Location identification items
※ ※ ※

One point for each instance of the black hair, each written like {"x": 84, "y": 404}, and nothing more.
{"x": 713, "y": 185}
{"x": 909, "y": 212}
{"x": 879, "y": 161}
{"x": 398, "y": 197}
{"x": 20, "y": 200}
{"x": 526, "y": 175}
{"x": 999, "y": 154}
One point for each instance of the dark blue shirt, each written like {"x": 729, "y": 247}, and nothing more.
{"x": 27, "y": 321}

※ ※ ※

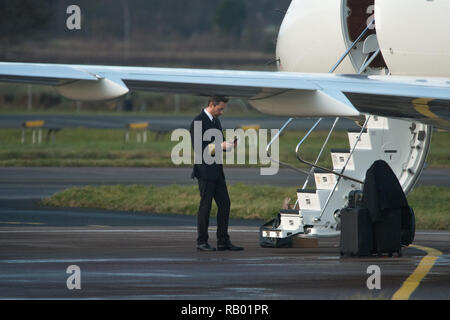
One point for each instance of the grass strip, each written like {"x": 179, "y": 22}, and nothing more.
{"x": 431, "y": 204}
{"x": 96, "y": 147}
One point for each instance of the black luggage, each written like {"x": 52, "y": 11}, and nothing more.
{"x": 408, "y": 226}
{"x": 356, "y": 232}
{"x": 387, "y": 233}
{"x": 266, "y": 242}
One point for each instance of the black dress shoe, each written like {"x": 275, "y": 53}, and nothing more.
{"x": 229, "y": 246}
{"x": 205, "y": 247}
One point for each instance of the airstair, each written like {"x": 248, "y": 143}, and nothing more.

※ ※ ※

Can you pull out every row above that contains the word "more"?

SOLUTION
One point for each instance of the black hair, each written like {"x": 84, "y": 404}, and nothing more.
One point for each instance of the dark blue shirt, each written like {"x": 729, "y": 247}, and nothing more.
One point for each instance of the grass strip, each written like {"x": 179, "y": 22}, and nothing more.
One point for each instance of the black luggage, each written like {"x": 52, "y": 11}, and nothing more.
One point for each instance of the black dress shoe, each written like {"x": 275, "y": 53}, and nothing more.
One point for each instance of the airstair, each written like {"x": 248, "y": 143}, and nothing more.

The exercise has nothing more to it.